§ Short exercise: Can you retype all of the records below word for word, leaving the pictures out of your answer?

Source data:
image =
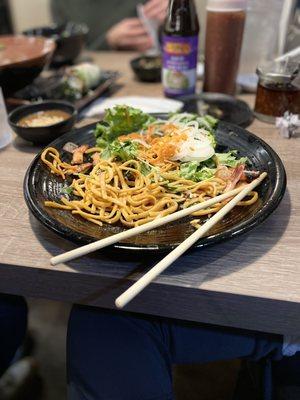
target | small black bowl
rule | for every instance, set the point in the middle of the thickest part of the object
(45, 134)
(69, 39)
(143, 73)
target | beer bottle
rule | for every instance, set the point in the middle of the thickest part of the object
(180, 48)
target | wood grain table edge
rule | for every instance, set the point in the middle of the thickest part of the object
(197, 305)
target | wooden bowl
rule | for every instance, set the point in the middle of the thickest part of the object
(22, 59)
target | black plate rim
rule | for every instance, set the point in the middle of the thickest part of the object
(241, 228)
(215, 96)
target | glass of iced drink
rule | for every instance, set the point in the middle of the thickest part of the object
(224, 34)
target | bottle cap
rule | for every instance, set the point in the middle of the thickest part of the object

§ Correct answer:
image =
target | small black bowl
rule | for every instance, set the point in the middle of the thickest part of the object
(45, 134)
(69, 39)
(143, 73)
target | beer bottle
rule | for every instance, set the point in the middle of the thickest part of the object
(180, 48)
target | wood grain table edge
rule | for every instance, set the point in the middle of the thickest part of the object
(197, 305)
target | wooden bowl
rule | for every instance, set the point in the middle of the thickest part of the object
(22, 59)
target | black plate rim
rule | for every instance, set the point in the middle of the thickest part of the object
(241, 228)
(215, 96)
target | glass of iced drink
rule | for every instance, set the point in the middle of the thickest part of the object
(224, 34)
target | bottle cap
rule | for every instance, set the point in the middle of the thickest part of the object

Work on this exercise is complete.